■ **Referring expression pointing data**:
┄┄┄┄┄┄┄┄┄┄
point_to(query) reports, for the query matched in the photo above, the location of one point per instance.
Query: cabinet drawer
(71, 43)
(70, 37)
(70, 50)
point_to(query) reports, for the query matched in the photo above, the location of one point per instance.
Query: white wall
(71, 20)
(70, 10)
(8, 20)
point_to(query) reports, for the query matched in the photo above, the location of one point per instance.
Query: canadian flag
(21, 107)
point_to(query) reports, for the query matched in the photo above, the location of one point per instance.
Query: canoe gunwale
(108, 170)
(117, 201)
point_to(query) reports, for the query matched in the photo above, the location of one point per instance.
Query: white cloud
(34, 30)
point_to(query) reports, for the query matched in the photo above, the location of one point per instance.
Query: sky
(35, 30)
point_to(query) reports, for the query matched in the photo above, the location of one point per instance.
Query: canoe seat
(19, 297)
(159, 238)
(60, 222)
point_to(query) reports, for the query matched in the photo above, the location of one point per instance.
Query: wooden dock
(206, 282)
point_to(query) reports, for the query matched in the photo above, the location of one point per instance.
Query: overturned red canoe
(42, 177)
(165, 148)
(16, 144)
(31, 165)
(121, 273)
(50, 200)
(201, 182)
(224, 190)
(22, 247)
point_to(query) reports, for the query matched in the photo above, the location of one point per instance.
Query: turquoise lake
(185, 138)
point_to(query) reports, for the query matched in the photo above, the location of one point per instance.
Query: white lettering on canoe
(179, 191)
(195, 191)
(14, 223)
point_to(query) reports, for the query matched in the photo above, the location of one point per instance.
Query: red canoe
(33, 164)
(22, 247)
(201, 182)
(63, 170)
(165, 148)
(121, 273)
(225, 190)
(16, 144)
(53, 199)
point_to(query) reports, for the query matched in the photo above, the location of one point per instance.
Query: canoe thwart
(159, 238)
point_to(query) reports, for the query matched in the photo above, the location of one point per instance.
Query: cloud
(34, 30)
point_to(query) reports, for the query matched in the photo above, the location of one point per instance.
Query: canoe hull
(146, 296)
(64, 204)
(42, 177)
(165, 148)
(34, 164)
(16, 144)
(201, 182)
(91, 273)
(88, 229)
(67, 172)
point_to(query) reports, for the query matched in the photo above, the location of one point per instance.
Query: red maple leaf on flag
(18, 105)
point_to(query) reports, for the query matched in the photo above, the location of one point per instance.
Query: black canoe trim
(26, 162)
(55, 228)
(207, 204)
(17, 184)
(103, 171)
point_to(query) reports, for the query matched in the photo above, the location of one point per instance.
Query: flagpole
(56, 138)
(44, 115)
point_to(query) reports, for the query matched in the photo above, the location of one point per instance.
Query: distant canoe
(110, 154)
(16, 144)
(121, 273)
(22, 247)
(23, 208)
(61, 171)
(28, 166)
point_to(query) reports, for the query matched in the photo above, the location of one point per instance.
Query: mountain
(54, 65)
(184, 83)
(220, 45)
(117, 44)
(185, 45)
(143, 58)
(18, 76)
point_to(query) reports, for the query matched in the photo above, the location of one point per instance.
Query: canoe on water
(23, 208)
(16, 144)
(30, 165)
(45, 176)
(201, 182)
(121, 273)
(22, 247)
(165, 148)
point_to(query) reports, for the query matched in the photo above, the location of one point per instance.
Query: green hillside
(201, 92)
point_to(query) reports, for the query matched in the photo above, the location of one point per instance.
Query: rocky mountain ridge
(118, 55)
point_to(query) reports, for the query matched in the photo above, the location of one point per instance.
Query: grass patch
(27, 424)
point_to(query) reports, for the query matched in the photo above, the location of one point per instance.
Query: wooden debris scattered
┄┄┄┄┄┄┄┄┄┄
All the entries above are to be transcribed without any alteration.

■ **RESPONSE**:
point_to(query) reports, for the query matched in the photo above, the location of one point per instance.
Query: cabinet drawer
(71, 43)
(70, 37)
(70, 50)
point_to(query) reports, for the query matched in the photo above, the location of one point per instance.
Query: white wall
(71, 20)
(70, 10)
(8, 20)
point_to(query) reports, for the query matched in the photo above, the location of one point per instance.
Query: canadian flag
(21, 107)
point_to(query) reports, for the query matched in the photo above, the location of one point per instance.
Query: canoe gunwale
(108, 170)
(117, 201)
point_to(query) reports, for the query matched in the photo above, the location of one point per instance.
Query: white cloud
(34, 30)
point_to(query) reports, for the query matched in the photo above, the location of one point per instance.
Query: sky
(35, 30)
point_to(query) reports, for the query matched in the photo above, the location of one point per instance.
Query: canoe seat
(19, 297)
(159, 238)
(60, 222)
point_to(query) reports, for the query matched in the photo above, the location of one point per instance.
Query: wooden dock
(206, 282)
point_to(query) reports, for the query matched in the photo above, the location of one point per instance.
Query: overturned red canoe
(42, 177)
(165, 148)
(16, 144)
(31, 165)
(121, 273)
(50, 200)
(201, 182)
(224, 190)
(22, 247)
point_to(query) reports, for the query matched in the photo above, the location of one point per instance.
Query: turquoise lake
(185, 138)
point_to(query) reports, for the query matched in the photo above, the location of one point per instance.
Query: white lettering on canoe
(179, 191)
(195, 191)
(14, 223)
point_to(query) reports, for the query matched in the photo above, the location of one point per instance.
Query: red canoe
(33, 164)
(22, 247)
(201, 182)
(63, 170)
(165, 148)
(121, 273)
(225, 190)
(16, 144)
(53, 199)
point_to(query) reports, for the query matched in the photo above, the location of one point per instance.
Query: canoe thwart
(159, 238)
point_to(query) reports, for the query matched in the photo above, the location of one point per instance.
Query: cloud
(34, 30)
point_to(query) reports, for the query matched in the photo above, the location of one point per instance.
Query: canoe hull
(146, 296)
(64, 204)
(42, 177)
(165, 148)
(34, 164)
(16, 144)
(201, 182)
(91, 273)
(88, 229)
(67, 172)
point_to(query) reports, for the query matched in the photo above, the location of one point per instance.
Query: red maple leaf on flag
(18, 105)
point_to(query) reports, for the query matched in the photo above, the location of one point per instance.
Query: black canoe trim
(26, 162)
(55, 228)
(207, 204)
(17, 184)
(103, 171)
point_to(query) reports, for the query matched in the photo above, the location of one point per instance.
Query: flagpole
(56, 138)
(44, 115)
point_to(query) reports, for the query matched in the photo above, the location of one point per instance.
Query: distant canoe
(110, 154)
(16, 144)
(121, 273)
(22, 247)
(23, 208)
(61, 171)
(28, 166)
point_to(query) reports, for the query matched in the photo above, the location of one point per instance.
Query: mountain
(54, 65)
(184, 83)
(220, 45)
(117, 44)
(185, 45)
(143, 58)
(18, 76)
point_to(query) reports, for the query matched in the photo above, the location of one point per instance.
Query: canoe on water
(23, 208)
(16, 144)
(30, 165)
(45, 176)
(201, 182)
(121, 273)
(22, 247)
(165, 148)
point_to(query) reports, for the query matched in the photo above, the location of one point per instance.
Query: green hillside
(201, 92)
point_to(query) reports, for the query matched in the photo above, the location of one point per instance.
Query: rocky mountain ridge
(118, 55)
point_to(query) reports, for the query matched in the photo above, the location of one point per instance.
Query: grass patch
(27, 424)
point_to(query) reports, for the query matched in the photo above, the location of one point per instance.
Query: wooden debris scattered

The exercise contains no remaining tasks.